▶ [What is being asked] Gather every line in the items below that contains the word "white". Case counts.

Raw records
────────
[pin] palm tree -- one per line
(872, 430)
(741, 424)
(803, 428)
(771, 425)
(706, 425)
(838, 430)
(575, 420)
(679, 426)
────────
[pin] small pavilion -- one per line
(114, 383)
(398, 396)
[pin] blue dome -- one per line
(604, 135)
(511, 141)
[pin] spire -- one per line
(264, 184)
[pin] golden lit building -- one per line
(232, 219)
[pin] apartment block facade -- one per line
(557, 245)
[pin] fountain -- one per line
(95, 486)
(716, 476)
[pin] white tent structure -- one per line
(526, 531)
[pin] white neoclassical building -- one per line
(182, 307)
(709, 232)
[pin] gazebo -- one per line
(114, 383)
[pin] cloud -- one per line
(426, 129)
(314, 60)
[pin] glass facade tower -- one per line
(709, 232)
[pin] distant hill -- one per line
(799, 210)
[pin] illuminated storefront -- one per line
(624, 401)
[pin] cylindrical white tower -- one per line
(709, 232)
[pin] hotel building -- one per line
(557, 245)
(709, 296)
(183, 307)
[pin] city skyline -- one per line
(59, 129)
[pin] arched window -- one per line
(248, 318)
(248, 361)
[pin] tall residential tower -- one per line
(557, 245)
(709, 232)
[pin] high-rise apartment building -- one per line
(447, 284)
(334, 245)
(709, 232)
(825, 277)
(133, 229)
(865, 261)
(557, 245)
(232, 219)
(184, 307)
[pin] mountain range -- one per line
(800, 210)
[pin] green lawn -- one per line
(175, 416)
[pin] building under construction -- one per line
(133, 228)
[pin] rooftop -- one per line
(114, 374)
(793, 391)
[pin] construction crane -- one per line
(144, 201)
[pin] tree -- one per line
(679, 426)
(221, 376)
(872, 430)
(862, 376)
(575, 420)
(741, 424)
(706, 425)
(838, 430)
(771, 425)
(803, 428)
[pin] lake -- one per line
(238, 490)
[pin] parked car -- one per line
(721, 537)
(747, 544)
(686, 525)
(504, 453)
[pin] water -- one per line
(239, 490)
────────
▶ [Response]
[pin] white tent structure -- one per line
[pin] white neoclassical building -- one per line
[pin] cylindrical white tower -- one per line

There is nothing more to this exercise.